• [Requirement] Look over the lines below. Report each one that includes the string "woman".

• [Records for this exercise]
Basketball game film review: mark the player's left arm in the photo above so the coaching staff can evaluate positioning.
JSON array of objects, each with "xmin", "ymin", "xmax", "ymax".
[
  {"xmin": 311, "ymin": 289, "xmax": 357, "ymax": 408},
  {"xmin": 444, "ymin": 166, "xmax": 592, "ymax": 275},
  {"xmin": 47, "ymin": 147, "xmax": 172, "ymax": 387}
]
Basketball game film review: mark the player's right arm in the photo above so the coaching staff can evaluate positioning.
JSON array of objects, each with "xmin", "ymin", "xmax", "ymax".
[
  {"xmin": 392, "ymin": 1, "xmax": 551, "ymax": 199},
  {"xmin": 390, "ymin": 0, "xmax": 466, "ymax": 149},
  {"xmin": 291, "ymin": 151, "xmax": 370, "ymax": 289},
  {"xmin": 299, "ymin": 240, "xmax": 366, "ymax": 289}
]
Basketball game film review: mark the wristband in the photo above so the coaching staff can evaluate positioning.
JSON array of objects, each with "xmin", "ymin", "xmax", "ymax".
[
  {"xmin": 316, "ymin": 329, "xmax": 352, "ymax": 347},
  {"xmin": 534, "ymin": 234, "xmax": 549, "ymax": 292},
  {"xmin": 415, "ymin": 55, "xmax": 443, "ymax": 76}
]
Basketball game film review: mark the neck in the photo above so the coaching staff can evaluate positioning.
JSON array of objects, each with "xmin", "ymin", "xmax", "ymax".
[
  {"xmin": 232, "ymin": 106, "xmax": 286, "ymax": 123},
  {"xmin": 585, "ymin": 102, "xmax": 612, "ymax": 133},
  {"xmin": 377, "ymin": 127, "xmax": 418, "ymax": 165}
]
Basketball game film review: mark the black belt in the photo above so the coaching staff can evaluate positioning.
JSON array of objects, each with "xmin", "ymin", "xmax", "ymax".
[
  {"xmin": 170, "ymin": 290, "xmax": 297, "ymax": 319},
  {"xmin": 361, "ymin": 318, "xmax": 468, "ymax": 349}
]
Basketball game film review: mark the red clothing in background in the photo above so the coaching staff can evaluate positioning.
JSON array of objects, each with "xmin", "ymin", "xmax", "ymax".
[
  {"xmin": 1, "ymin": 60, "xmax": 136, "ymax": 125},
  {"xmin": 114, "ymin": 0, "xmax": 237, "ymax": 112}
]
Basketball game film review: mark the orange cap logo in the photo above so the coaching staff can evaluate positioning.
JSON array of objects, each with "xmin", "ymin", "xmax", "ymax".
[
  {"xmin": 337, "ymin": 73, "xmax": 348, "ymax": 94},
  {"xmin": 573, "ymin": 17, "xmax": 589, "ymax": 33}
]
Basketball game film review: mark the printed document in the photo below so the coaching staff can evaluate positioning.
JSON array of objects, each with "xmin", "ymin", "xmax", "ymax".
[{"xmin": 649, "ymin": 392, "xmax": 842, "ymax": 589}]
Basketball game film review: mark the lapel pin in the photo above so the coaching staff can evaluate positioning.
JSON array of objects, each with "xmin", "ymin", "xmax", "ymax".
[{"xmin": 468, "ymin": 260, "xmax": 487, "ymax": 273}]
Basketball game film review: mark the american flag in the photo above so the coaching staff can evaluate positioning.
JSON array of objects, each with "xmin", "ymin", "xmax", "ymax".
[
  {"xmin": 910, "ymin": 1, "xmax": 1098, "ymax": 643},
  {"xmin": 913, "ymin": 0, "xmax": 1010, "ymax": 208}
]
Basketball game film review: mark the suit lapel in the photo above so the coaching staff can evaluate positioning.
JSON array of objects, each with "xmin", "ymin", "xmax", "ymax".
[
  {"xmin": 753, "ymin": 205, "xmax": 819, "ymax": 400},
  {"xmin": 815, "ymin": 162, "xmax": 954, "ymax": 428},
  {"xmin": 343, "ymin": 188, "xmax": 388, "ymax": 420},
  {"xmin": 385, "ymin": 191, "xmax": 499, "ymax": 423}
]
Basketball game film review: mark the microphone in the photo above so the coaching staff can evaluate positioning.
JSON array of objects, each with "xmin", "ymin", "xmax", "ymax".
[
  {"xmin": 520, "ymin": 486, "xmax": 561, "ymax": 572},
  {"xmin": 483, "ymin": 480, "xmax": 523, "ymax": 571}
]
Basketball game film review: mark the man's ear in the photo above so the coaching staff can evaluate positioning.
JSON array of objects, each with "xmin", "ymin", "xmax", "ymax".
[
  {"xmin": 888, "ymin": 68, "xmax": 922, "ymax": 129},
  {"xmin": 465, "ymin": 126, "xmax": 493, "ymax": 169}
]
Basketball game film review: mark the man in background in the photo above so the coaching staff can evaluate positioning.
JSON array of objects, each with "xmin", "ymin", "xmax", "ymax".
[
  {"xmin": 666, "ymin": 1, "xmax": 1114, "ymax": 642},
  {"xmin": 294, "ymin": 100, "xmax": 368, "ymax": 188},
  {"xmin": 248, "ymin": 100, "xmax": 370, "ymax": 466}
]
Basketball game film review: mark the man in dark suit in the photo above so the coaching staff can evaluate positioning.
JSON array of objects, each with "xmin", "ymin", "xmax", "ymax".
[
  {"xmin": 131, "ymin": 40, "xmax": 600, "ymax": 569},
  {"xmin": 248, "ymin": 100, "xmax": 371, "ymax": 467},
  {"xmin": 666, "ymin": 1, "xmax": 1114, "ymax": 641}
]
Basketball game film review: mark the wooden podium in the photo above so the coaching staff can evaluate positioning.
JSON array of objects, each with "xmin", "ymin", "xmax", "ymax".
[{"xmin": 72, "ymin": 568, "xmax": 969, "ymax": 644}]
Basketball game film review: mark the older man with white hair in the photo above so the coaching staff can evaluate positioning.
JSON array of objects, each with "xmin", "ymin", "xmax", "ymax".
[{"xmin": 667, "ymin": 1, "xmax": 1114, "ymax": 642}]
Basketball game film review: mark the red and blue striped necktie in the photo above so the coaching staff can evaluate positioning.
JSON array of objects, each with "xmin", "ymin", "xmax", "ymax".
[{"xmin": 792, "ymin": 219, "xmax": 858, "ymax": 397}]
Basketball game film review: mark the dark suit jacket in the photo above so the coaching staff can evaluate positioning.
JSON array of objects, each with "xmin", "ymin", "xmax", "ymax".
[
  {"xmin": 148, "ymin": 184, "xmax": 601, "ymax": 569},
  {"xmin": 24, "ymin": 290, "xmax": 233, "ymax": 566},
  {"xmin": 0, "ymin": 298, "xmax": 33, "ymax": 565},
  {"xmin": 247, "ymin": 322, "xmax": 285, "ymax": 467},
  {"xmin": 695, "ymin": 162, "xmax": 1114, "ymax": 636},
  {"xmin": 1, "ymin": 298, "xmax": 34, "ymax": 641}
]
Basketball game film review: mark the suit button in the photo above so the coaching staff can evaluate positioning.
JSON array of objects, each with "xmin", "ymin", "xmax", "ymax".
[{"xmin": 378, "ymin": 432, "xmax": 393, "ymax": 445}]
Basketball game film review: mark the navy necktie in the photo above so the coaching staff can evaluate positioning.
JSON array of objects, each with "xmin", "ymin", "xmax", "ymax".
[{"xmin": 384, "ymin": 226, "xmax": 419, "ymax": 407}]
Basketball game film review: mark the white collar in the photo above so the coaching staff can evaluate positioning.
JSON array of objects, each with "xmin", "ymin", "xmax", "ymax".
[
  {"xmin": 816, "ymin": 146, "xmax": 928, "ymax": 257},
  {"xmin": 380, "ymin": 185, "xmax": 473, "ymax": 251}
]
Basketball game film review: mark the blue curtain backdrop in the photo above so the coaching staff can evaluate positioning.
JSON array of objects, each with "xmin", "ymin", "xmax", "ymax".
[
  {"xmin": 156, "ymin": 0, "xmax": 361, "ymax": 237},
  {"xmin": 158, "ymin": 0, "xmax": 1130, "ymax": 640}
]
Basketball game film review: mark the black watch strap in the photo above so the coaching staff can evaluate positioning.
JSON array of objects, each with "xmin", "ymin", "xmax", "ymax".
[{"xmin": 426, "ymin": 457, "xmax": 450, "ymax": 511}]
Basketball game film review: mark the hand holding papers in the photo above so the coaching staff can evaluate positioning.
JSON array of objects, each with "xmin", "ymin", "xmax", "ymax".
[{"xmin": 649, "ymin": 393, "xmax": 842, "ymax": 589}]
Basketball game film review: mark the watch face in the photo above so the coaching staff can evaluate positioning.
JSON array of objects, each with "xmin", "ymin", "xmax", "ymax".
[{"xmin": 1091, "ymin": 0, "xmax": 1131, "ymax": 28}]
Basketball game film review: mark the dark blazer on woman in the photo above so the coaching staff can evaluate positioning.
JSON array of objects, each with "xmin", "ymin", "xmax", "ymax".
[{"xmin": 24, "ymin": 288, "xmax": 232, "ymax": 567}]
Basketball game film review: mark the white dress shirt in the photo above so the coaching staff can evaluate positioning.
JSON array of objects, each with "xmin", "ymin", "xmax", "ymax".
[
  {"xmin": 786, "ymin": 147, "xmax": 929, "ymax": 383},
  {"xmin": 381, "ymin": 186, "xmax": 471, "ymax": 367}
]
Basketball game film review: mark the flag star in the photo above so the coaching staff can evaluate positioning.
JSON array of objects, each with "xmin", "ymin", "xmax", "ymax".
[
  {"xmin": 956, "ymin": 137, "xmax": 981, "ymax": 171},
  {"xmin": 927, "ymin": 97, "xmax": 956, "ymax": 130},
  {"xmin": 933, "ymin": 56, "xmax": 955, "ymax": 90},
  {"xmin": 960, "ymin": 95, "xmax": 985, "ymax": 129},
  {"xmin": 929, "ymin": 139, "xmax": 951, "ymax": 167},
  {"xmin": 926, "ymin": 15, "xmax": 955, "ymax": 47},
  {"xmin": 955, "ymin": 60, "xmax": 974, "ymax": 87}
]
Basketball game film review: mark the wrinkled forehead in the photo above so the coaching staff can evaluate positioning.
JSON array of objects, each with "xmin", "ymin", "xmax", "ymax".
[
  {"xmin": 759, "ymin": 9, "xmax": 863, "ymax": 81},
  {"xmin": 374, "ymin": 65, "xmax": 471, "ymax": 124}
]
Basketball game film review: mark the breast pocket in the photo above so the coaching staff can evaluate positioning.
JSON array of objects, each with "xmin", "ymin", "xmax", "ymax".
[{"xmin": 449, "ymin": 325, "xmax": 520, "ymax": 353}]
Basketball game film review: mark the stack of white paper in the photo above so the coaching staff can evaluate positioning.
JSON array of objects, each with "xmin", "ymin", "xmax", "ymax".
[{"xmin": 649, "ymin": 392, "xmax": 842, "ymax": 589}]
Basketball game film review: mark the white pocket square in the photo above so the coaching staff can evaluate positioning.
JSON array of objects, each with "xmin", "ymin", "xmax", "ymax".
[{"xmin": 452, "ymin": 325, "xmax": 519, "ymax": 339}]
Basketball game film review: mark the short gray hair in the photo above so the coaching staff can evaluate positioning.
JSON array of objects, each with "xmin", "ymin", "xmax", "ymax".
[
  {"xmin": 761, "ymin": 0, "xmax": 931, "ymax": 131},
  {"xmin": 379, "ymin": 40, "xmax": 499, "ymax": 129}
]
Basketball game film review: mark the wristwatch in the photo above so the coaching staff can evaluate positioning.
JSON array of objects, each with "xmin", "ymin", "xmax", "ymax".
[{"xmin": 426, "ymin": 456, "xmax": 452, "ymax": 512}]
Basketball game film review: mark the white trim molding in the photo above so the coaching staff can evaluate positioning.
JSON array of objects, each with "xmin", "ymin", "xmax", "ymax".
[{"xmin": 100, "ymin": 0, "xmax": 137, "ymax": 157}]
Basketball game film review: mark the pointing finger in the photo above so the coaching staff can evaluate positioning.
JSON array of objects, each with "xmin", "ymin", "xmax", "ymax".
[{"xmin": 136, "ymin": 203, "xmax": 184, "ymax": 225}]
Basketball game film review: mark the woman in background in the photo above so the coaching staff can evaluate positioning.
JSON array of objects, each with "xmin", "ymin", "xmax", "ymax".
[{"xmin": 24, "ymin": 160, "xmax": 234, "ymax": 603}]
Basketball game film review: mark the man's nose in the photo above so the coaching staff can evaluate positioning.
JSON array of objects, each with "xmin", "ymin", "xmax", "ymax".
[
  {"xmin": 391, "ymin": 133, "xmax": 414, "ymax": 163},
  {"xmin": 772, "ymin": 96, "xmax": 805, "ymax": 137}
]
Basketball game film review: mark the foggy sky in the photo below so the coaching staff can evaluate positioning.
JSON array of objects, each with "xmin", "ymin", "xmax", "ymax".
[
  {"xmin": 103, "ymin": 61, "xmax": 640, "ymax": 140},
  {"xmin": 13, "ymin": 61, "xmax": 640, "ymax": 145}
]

• [Response box]
Basketball game film review: mark the dark blazer on woman in the photo above so the coaching staff can evaluate positioning.
Basketball game film review: mark the woman in background in the photo above so the coaching staff can evaluate positioning.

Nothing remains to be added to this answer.